▶ **Stated task**: Copy the records without any change, from the line containing "Could you point to the roof" through the line containing "(1077, 400)", both included.

[Pointing and labeling entries]
********
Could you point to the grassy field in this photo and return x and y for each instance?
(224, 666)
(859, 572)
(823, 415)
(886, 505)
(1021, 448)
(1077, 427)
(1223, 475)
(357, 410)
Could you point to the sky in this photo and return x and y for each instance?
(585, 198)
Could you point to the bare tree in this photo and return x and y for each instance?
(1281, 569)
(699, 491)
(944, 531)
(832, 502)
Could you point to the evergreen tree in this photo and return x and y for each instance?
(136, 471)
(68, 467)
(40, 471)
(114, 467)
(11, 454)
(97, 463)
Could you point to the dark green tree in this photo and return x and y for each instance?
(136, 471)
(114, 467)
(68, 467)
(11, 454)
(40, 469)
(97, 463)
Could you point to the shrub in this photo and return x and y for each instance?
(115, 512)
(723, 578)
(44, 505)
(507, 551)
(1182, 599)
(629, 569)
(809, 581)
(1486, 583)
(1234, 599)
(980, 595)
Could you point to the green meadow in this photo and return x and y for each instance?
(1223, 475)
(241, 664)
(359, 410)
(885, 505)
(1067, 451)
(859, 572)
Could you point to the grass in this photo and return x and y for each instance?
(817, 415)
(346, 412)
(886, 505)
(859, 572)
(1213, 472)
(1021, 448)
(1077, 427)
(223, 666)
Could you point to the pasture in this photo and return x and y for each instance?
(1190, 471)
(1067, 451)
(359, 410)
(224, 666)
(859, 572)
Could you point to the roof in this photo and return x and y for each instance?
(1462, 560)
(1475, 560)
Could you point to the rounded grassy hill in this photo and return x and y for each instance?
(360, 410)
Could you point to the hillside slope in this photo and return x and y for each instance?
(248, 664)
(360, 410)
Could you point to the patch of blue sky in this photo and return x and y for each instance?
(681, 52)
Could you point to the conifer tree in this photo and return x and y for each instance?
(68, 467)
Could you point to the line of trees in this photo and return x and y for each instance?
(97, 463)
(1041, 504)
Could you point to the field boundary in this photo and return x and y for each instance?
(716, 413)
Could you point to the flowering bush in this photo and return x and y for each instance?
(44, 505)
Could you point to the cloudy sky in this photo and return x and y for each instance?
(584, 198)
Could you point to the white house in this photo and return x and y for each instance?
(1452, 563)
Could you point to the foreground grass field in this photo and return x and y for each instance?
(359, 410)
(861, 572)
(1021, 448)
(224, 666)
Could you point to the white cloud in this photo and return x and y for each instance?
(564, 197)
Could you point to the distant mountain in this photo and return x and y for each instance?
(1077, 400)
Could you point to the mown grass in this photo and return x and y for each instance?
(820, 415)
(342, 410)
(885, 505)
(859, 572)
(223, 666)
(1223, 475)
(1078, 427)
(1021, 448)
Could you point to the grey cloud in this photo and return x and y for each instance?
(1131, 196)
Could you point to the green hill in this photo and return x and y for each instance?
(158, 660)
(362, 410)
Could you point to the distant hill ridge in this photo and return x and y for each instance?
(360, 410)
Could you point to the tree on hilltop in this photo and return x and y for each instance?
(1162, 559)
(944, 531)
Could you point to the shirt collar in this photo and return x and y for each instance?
********
▶ **Solved problem**:
Could you point to the roof in this photo and return x and y for each instance?
(1462, 560)
(1475, 560)
Could you point to the rounded grassy hill in this photo and return x and y for each instance?
(360, 410)
Could you point to the hillside slope in this photo and return x and y for each instance?
(248, 664)
(360, 410)
Could you point to the patch of blue sky in this photo and return x and y for each instance?
(681, 52)
Could you point to the conifer tree in this photo and return x and y for each instance?
(68, 467)
Could you point to the line of trees in this photo and return x and y for each instance?
(97, 463)
(1041, 504)
Could you point to the field boundary in this photo and return x and y for each instance?
(716, 413)
Could you point to the flowering bush in this photo and return x and y for each instance?
(44, 505)
Could you point to the cloudy sky in this photo and return x and y for each instance?
(584, 198)
Could you point to the white house in this photo and return x and y for each instance?
(1452, 563)
Could you point to the foreground grass field in this photo and return x and y for each instance?
(359, 410)
(861, 572)
(1021, 448)
(224, 666)
Could you point to the white cloud in this photo and return x and y for each instance?
(564, 197)
Could you point to the distant mountain in this photo and return x and y for each instance?
(1077, 400)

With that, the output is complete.